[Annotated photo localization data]
===============

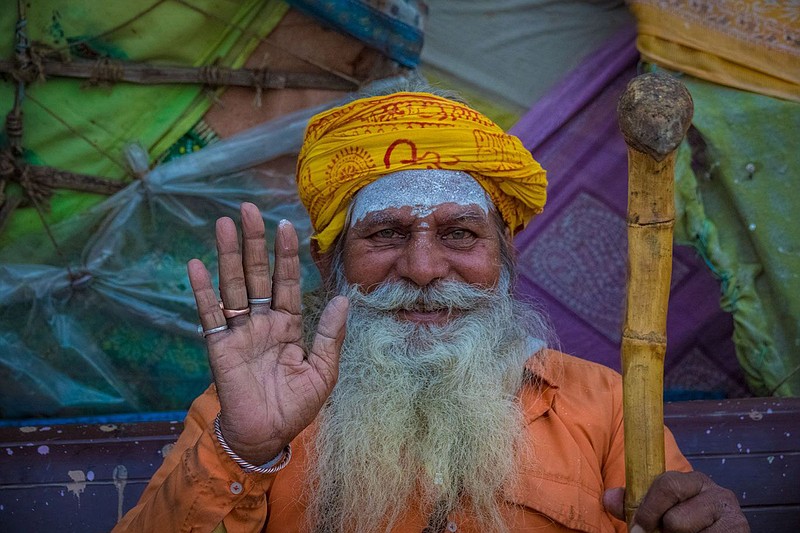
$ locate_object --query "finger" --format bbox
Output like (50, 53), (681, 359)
(633, 471), (706, 531)
(216, 217), (249, 314)
(702, 491), (749, 533)
(602, 487), (626, 522)
(240, 202), (271, 306)
(187, 259), (227, 332)
(659, 490), (720, 532)
(309, 295), (349, 381)
(661, 484), (745, 533)
(271, 219), (302, 315)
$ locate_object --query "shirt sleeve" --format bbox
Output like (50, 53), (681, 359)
(113, 385), (276, 533)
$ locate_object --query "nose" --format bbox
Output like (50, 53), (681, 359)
(395, 234), (450, 287)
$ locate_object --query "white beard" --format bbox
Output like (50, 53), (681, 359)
(305, 273), (552, 533)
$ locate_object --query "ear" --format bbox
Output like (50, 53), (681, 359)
(311, 239), (335, 282)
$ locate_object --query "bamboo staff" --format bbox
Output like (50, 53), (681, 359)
(617, 72), (693, 529)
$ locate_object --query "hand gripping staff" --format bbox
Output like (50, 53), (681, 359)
(617, 72), (693, 530)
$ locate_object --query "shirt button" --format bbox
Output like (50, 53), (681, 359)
(230, 481), (243, 494)
(446, 521), (457, 532)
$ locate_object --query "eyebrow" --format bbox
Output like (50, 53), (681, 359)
(445, 210), (490, 225)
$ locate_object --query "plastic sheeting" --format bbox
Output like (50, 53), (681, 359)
(0, 98), (354, 419)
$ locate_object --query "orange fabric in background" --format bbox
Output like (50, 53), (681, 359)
(628, 0), (800, 102)
(296, 92), (548, 253)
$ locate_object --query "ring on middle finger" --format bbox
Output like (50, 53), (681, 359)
(219, 303), (251, 319)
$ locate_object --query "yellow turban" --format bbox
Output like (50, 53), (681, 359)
(297, 92), (547, 253)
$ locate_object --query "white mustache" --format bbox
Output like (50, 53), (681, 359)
(345, 276), (509, 314)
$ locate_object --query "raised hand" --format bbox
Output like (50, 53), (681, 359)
(188, 202), (349, 465)
(603, 471), (749, 532)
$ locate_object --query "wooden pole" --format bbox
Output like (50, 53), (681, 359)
(617, 72), (693, 529)
(0, 58), (359, 91)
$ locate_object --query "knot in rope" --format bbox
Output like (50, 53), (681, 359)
(0, 150), (16, 179)
(5, 113), (23, 140)
(88, 57), (124, 85)
(200, 65), (227, 87)
(11, 17), (45, 83)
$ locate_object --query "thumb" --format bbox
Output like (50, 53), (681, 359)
(603, 487), (626, 521)
(309, 295), (349, 379)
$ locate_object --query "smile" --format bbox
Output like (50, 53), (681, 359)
(395, 308), (461, 325)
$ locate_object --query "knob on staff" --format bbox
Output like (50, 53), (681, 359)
(617, 72), (693, 528)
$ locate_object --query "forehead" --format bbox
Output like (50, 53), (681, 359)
(348, 169), (491, 225)
(354, 203), (491, 229)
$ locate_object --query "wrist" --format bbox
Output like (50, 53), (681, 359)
(214, 413), (291, 474)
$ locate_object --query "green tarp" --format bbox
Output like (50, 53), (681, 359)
(673, 72), (800, 395)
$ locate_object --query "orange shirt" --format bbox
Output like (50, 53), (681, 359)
(114, 351), (691, 532)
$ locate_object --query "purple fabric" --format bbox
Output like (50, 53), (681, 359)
(510, 25), (748, 397)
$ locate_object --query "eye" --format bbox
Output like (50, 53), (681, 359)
(443, 228), (473, 240)
(371, 228), (405, 240)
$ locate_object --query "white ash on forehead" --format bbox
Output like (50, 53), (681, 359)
(349, 170), (491, 224)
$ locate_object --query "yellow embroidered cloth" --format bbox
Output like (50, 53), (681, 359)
(296, 92), (547, 252)
(628, 0), (800, 102)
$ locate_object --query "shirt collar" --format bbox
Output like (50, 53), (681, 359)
(521, 348), (561, 425)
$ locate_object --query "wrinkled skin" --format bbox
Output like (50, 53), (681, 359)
(188, 202), (349, 464)
(603, 471), (749, 532)
(189, 201), (748, 531)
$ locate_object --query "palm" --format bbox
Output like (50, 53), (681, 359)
(189, 203), (347, 465)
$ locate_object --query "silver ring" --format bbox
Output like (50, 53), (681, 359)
(201, 324), (229, 337)
(248, 297), (272, 305)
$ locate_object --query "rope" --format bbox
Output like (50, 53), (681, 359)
(251, 52), (271, 107)
(4, 112), (24, 156)
(0, 149), (69, 262)
(0, 151), (16, 180)
(88, 57), (125, 85)
(11, 8), (46, 84)
(199, 64), (226, 87)
(4, 114), (23, 140)
(8, 2), (29, 156)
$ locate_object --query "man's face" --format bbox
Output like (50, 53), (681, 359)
(340, 202), (504, 325)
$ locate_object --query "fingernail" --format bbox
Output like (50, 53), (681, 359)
(630, 524), (645, 533)
(278, 219), (291, 227)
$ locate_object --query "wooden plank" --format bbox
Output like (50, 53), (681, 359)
(665, 397), (800, 455)
(665, 396), (800, 532)
(0, 421), (181, 531)
(688, 452), (799, 506)
(744, 505), (800, 533)
(0, 483), (148, 532)
(0, 421), (183, 483)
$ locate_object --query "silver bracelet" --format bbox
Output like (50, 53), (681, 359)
(213, 413), (292, 475)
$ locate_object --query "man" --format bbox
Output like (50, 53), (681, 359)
(116, 90), (748, 532)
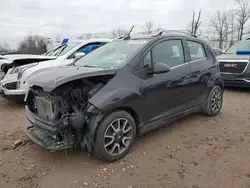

===============

• **What this task involves**: Which lines above include the word "forehead"? Pick them out and copy them.

• **Response to the task**:
$ locate_object --query "forehead" --format bbox
$ locate_object --query "white ash on forehead" --format bbox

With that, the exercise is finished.